↓

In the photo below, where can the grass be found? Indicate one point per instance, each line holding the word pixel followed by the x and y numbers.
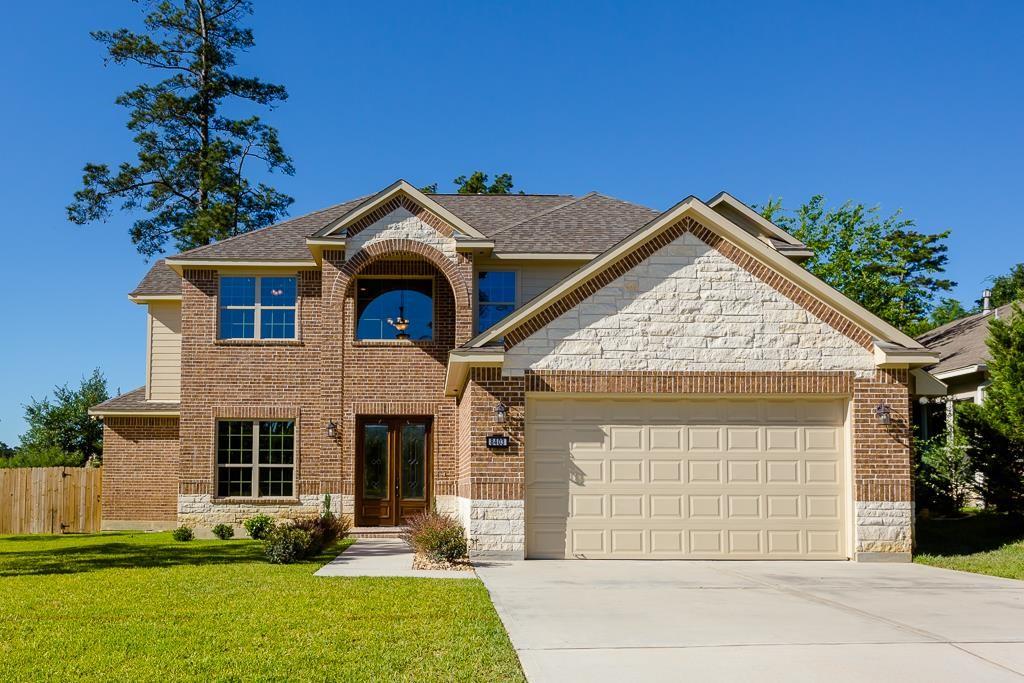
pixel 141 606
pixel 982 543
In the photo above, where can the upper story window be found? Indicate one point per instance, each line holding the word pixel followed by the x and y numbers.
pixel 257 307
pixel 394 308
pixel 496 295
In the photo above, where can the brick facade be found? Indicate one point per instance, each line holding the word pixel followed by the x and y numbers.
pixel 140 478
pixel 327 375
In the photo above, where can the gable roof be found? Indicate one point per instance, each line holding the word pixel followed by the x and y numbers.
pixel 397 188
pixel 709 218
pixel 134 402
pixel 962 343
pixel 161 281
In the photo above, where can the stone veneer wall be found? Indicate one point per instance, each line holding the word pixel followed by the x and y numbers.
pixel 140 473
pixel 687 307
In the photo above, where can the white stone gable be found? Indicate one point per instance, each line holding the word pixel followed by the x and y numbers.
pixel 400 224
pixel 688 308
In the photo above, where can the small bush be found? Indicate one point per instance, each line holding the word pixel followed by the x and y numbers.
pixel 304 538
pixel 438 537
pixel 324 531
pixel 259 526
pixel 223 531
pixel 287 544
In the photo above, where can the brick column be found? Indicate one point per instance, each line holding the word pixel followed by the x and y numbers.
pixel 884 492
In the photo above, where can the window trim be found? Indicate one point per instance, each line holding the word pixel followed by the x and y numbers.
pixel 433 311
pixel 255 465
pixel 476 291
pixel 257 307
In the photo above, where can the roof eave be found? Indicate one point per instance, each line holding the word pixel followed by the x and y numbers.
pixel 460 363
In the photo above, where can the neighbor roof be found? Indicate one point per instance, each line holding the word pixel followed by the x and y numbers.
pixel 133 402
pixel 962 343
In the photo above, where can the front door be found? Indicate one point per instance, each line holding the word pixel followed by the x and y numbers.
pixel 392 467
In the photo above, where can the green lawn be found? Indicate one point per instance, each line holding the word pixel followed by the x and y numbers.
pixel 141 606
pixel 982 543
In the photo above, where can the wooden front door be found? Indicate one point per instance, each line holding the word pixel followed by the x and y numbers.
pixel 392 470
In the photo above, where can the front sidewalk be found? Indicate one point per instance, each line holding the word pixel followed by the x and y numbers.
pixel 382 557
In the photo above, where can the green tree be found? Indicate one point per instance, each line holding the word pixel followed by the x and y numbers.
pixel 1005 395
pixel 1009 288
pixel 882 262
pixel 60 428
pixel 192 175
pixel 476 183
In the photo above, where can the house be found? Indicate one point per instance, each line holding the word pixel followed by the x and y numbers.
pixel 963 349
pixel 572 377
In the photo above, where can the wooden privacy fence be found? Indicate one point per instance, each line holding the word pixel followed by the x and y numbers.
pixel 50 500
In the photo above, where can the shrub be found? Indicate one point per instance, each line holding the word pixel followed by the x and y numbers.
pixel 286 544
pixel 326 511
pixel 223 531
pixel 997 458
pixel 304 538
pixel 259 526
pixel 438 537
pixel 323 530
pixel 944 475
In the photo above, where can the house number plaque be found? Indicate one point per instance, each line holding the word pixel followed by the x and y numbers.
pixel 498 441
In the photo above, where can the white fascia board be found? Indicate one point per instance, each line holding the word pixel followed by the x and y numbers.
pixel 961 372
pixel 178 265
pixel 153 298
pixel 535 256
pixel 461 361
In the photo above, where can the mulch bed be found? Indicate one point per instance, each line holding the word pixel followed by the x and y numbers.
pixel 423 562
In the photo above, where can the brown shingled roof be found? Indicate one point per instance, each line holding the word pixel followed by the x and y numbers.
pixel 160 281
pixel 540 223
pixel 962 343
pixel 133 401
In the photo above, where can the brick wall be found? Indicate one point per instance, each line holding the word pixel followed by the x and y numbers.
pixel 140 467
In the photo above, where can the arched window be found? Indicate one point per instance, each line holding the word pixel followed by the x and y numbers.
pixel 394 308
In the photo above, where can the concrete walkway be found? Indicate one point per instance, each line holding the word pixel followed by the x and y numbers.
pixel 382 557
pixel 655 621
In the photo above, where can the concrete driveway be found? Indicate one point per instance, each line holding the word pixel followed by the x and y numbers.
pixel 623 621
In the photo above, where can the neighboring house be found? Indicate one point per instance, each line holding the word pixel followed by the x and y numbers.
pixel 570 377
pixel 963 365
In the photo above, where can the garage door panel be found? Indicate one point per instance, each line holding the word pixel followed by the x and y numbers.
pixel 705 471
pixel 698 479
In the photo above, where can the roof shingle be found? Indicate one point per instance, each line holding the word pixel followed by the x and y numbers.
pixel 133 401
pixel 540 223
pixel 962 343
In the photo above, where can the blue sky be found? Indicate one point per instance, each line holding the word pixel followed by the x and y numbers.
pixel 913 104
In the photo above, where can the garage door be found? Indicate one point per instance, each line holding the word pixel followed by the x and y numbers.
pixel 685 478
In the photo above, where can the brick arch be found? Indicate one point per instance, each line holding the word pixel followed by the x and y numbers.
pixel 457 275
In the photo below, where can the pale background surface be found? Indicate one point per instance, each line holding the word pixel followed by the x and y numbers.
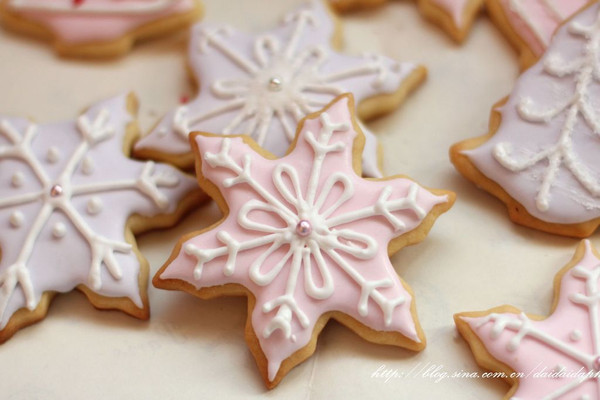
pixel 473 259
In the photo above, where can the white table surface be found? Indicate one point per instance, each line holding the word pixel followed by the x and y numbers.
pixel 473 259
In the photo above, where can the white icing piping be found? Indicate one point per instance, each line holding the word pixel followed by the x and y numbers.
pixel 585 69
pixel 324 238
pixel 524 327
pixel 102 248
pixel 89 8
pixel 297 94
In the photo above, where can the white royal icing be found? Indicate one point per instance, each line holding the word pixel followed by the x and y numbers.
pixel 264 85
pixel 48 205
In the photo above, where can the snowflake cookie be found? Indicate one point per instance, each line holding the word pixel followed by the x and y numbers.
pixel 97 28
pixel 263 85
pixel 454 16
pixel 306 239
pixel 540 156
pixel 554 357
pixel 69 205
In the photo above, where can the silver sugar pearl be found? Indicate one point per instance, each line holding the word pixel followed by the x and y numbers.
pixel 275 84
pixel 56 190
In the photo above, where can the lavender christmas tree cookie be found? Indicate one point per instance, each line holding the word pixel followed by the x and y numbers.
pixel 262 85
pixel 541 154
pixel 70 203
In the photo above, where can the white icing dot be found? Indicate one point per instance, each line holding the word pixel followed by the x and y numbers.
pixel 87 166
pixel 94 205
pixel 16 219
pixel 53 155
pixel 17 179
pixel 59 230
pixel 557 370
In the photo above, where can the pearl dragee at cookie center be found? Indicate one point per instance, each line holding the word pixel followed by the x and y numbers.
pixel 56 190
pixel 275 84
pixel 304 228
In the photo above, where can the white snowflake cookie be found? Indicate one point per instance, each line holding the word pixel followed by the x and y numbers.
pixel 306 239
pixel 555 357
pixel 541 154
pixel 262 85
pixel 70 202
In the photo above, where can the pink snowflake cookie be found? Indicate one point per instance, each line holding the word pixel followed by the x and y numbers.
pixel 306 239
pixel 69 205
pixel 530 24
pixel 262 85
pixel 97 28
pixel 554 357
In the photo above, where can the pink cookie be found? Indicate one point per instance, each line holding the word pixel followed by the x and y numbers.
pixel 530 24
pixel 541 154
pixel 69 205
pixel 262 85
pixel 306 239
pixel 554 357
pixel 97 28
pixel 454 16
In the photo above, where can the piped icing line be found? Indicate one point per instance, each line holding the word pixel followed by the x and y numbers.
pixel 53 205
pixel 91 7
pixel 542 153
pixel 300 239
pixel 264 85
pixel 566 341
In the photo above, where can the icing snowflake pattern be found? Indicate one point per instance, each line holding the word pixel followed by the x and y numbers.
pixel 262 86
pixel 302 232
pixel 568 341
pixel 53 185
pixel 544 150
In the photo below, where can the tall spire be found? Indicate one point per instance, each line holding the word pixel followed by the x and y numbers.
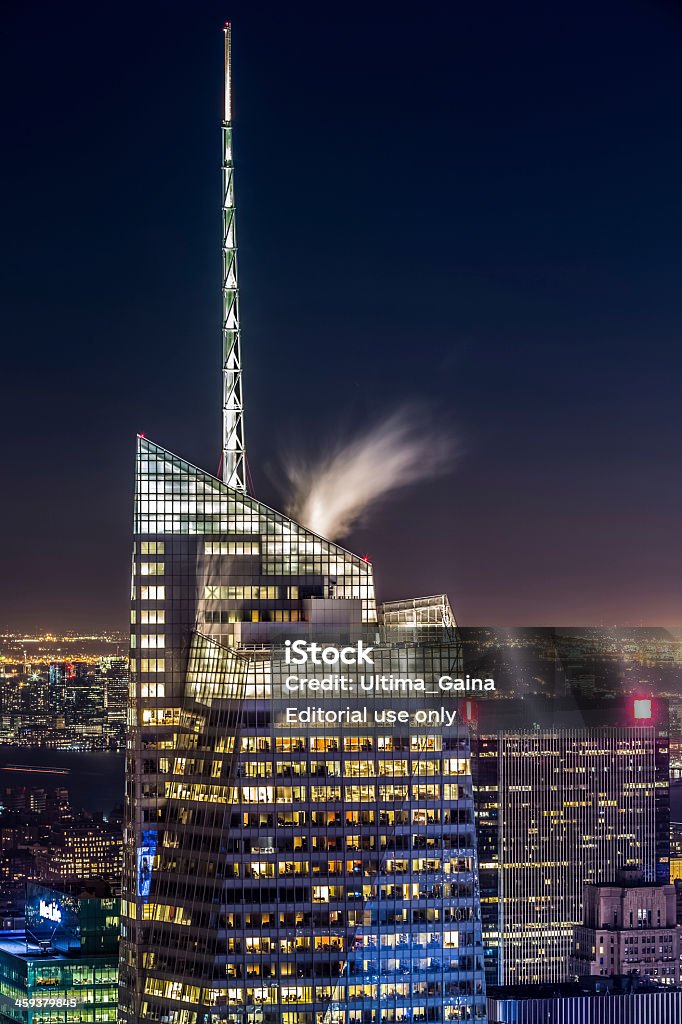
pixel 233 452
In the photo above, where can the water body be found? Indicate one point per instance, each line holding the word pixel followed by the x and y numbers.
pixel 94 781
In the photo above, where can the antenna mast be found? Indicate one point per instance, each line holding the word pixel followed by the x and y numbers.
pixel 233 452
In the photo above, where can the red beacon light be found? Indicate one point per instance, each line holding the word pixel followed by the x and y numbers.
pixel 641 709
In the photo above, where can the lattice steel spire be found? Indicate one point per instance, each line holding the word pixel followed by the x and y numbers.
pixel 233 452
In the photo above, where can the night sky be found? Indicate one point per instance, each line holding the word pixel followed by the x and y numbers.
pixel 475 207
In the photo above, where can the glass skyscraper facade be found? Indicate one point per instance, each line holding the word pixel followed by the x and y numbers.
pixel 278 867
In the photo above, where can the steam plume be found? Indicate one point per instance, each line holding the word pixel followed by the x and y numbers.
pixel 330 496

↑

DIRECTIVE
Can you edit the material between the lines holding "In the photo above, where can the upper" and "pixel 327 375", inclusive, so that "brick facade" becomes "red brick facade" and nothing else changes, then give back only those lines?

COMPLETE ANSWER
In the photo above, where can the upper story window be found? Indicate one point per instance, each line holding the word pixel followed by the x and y numbers.
pixel 257 307
pixel 394 308
pixel 496 295
In the photo above, where can the red brick facade be found? Indicate one point per instance, each line holding the word pixel followed by the x and y numbers.
pixel 140 478
pixel 327 375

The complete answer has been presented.